* What to work on: Please rewrite all the entries below, changing each "sample" to "example" and leaving everything else as it is.

─── Dataset excerpts ───

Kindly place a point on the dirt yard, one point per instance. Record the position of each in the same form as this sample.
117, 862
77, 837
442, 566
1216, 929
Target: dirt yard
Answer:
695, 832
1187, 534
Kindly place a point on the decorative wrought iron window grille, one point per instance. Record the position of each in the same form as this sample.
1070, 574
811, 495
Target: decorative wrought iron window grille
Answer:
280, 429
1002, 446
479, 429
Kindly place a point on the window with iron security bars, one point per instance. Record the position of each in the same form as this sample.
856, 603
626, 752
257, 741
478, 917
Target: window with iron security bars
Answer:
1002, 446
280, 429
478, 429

───

* Result of the exercise:
Kindly place a point on the dirt yard, one point per instance. Record the position of each in the same form as this example.
117, 862
77, 837
442, 566
1216, 929
Target: dirt yard
Answer:
695, 832
1187, 534
Kindly place a point on the decorative wrought iron window grille, one point per instance. Record the position of each in the same form as this example.
1070, 574
811, 495
Target: decorative wrought iron window grille
Answer:
280, 429
1002, 446
479, 429
Kindly place a point on the window with iron security bars, one point per instance. Record the position of each in the same form as this example.
856, 603
626, 752
257, 741
478, 917
Target: window with iron security bars
Answer:
1002, 446
280, 429
478, 429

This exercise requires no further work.